- [What is asked]: Give every entry again, word for word.

- [Entries from a pointing dataset]:
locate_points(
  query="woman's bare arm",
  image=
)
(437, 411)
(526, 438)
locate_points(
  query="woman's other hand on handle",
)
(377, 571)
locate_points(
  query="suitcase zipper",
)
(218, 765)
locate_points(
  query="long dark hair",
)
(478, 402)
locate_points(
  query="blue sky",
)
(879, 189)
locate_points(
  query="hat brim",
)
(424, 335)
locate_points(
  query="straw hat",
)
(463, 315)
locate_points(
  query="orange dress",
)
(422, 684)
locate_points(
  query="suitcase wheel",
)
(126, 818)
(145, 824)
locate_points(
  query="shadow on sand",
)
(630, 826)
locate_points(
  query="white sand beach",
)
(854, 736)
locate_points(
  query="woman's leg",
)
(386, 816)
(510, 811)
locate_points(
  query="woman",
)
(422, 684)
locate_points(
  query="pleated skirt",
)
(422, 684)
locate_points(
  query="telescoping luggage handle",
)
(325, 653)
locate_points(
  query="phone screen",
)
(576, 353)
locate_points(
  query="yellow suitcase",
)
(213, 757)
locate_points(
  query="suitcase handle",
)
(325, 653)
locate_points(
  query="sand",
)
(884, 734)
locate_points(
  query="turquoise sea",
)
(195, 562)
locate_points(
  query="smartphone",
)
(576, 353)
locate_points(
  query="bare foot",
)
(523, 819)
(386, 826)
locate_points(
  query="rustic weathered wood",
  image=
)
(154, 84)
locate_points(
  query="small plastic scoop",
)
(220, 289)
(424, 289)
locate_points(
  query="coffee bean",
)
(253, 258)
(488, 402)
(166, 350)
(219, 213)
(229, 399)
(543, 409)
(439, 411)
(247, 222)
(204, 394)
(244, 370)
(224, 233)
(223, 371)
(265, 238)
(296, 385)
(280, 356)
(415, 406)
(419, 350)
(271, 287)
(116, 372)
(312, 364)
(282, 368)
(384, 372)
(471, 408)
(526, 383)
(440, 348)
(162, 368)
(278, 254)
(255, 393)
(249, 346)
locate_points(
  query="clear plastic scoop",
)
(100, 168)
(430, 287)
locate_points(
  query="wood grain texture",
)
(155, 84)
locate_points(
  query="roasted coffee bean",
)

- [Written solution]:
locate_points(
  query="woman's bare arm",
  image=
)
(437, 411)
(526, 438)
locate_points(
  query="woman's other hand on handle",
)
(377, 571)
locate_points(
  query="suitcase zipper",
)
(218, 765)
locate_points(
  query="long dark hair",
)
(478, 402)
locate_points(
  query="blue sky",
)
(879, 189)
locate_points(
  query="hat brim",
)
(424, 335)
locate_points(
  query="straw hat",
)
(463, 315)
locate_points(
  query="orange dress",
)
(422, 684)
locate_points(
  query="suitcase wheel",
)
(126, 818)
(145, 824)
locate_points(
  query="shadow on sand",
)
(630, 826)
locate_points(
  query="white sand beach",
)
(854, 736)
locate_points(
  query="woman's leg",
)
(386, 816)
(510, 811)
locate_points(
  query="woman",
)
(422, 684)
locate_points(
  query="pleated skirt",
)
(422, 684)
locate_points(
  query="telescoping luggage handle",
)
(325, 653)
locate_points(
  query="phone screen",
)
(576, 353)
locate_points(
  query="yellow suitcase",
)
(213, 757)
locate_points(
  query="suitcase handle",
)
(325, 653)
locate_points(
  query="sand",
)
(884, 734)
locate_points(
  query="turquoise sea",
)
(195, 562)
locate_points(
  query="smartphone",
)
(576, 353)
locate_points(
  query="bare foot",
)
(523, 819)
(386, 826)
locate_points(
  query="rustic weathered wood",
  image=
)
(154, 84)
locate_points(
  query="small plastic scoop",
)
(220, 289)
(424, 289)
locate_points(
  query="coffee bean",
)
(253, 258)
(488, 402)
(166, 350)
(219, 213)
(229, 399)
(543, 409)
(439, 411)
(247, 222)
(204, 394)
(244, 370)
(224, 233)
(223, 371)
(265, 238)
(296, 385)
(280, 356)
(415, 406)
(419, 350)
(271, 287)
(116, 372)
(312, 364)
(282, 368)
(384, 372)
(471, 408)
(526, 383)
(440, 348)
(162, 368)
(278, 254)
(255, 393)
(249, 346)
locate_points(
  query="clear plastic scoop",
)
(100, 168)
(430, 287)
locate_points(
  query="wood grain texture",
)
(155, 84)
locate_points(
  query="roasted coffee bean",
)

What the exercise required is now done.